What the task requires: Count the lines in the entries below that contain the string "shirt", treating case as significant. Reply with the number only.

Data supplied:
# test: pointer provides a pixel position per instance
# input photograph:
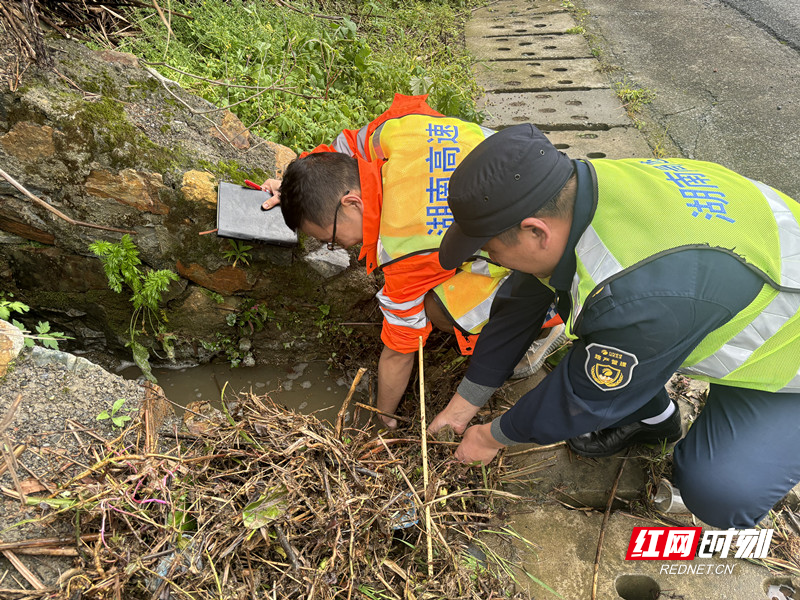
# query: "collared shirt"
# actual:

--

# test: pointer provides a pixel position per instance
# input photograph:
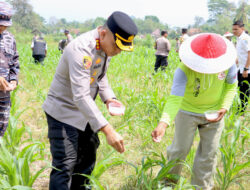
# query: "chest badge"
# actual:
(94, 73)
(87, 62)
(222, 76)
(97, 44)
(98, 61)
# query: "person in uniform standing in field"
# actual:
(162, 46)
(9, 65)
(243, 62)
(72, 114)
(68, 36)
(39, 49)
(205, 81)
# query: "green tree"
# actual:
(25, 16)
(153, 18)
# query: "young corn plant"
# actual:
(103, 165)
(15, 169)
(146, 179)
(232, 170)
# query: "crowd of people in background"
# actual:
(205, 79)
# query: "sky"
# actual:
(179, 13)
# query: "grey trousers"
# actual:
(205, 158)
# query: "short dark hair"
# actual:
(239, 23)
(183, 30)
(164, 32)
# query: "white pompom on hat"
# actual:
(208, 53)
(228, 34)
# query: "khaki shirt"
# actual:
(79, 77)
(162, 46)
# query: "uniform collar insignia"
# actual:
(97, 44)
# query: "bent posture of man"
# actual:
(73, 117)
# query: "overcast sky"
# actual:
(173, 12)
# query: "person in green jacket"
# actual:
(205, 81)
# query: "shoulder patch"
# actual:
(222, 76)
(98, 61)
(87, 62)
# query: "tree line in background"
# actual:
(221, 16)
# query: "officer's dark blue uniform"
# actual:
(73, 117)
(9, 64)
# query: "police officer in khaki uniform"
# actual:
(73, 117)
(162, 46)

Correct answer: 2